Supplied passage:
══════════

Updated 2026-05-29 Β· HistoryEspaΓ±ol

moonshot-toolkit is a Rust-only build orchestrator for seL4 unikernel images, replacing the Python and CMake toolchain provided by the seL4 Microkit framework. It reads a TOML system specification, derives a deterministic content-addressed build manifest, and orchestrates the cross-compilation and image assembly pipeline through to a bootable elfloader binary for the AArch64 target.

[edit]1. Why Rust-Only

The seL4 Microkit framework ships a Python image-assembly script and a CMake build system. These tools are adequate for general embedded development but present three problems for a reproducible-build discipline.

First, determinism. Python dictionary ordering is implementation-defined; CMake dependency discovery varies across versions. A Rust binary built from a fixed source revision with vendored dependencies produces bit-identical plan bytes across machines and over time.

Second, auditability. A single Rust binary is an auditable end-to-end artefact. Python scripts, CMake modules, Makefiles, and shell wrappers compose a multi-language audit surface that is difficult to reason about formally.

Third, network isolation. The Reproducible-Verification-On-Customer-Metal convention requires that build steps run without network access. Python's pip install and CMake's find_package are live network surfaces. A Rust binary with vendored dependencies eliminates them.

[edit]2. SystemSpec β€” The Input

A system specification is a TOML file that describes a seL4 Microkit system. It is the Rust-native equivalent of Microkit 2.2.0's system-description XML schema.

The specification declares four collections:

Protection domains are isolated, single-threaded software components scheduled by the seL4 kernel. Each domain has a name, a path to its source binary, a scheduling priority (0 is highest, matching seL4 and Microkit conventions), and a stack size in bytes (defaulting to 4 KiB per Microkit). The system may contain at most 63 protection domains, the hard limit imposed by the Microkit framework.

Channels are point-to-point communication links between protection domains, using seL4's Protected Procedure Call or notification mechanisms. Each protection domain may have at most 63 channels.

Memory regions declare physical memory mappings with caching and permission attributes and an optional prefill from a binary blob. Overlapping regions are rejected at parse time.

IRQ delivery entries bind hardware interrupt lines to specific protection domains.

Validation rules are enforced during parsing: no duplicate domain names, all channel endpoints and IRQ targets must reference declared domains, and memory regions must not overlap.

A minimal hello-world specification looks like:

[[protection_domains]]
name     = "hello"
binary   = "moonshot-toolkit/examples/hello.c"
priority = 100
stack_bytes = 65536

[edit]3. BuildPlan β€” The Manifest

Given a parsed SystemSpec, moonshot-toolkit generates a BuildPlan: a deterministic, content-addressed build manifest.

══════════

Written task 1: Rewrite every line of the rows below as a Markdown table with the columns "Line number" and "Row text," omitting blank lines and leaving out the pictures.
Written task 2: Extend the moonshot-toolkit overview above, continuing from its final sentence on the BuildPlan manifest.

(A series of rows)
══════════

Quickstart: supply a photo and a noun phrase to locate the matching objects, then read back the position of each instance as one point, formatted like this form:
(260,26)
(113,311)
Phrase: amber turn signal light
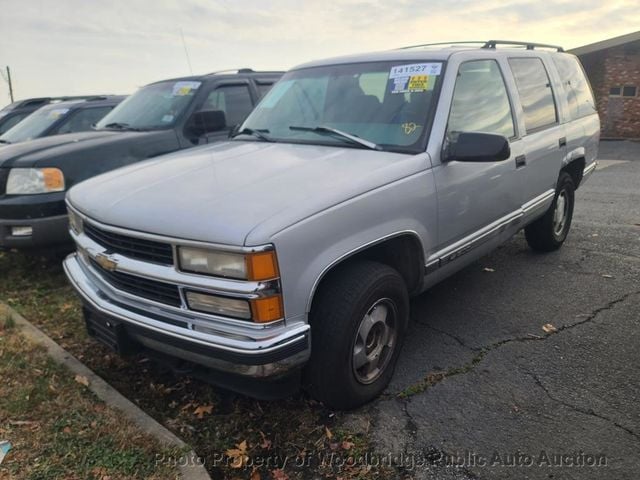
(262,266)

══════════

Task response 1:
| Line number | Row text |
|---|---|
| 1 | Quickstart: supply a photo and a noun phrase to locate the matching objects, then read back the position of each instance as one point, formatted like this form: |
| 2 | (260,26) |
| 3 | (113,311) |
| 4 | Phrase: amber turn signal light |
| 5 | (262,266) |

Task response 2:
The plan contains three fields. The spec_hash is the SHA-256 digest of the canonical TOML rendering of the SystemSpec β€” it identifies the input. The steps field is an ordered list of build steps: one CompilePd step per protection domain followed by a single AssembleImage step. The plan_hash is the SHA-256 digest of the canonical JSON rendering of (spec_hash, steps) β€” it is the value the customer-apex cosignature commits to.

The determinism guarantee is strict: the same SystemSpec always produces the same plan_hash. This property is covered by tests and is foundational to the Reproducible-Verification-On-Customer-Metal convention: a customer can verify that a delivered binary corresponds to a known specification by recomputing the plan_hash and comparing it against a cosigned value.

[edit]4. Build Commands

A BuildPlan contains two kinds of steps.

CompilePd cross-compiles a protection domain's source file to a bare-metal AArch64 ELF binary. The invocation uses the aarch64-linux-gnu-gcc cross-compiler with flags appropriate for seL4 Microkit protection domains:

  • -nostdlib -nostartfiles: no C standard library or startup files; the protection domain provides its own _start entry point.
  • -ffreestanding: no hosted-environment assumptions; no implicit includes.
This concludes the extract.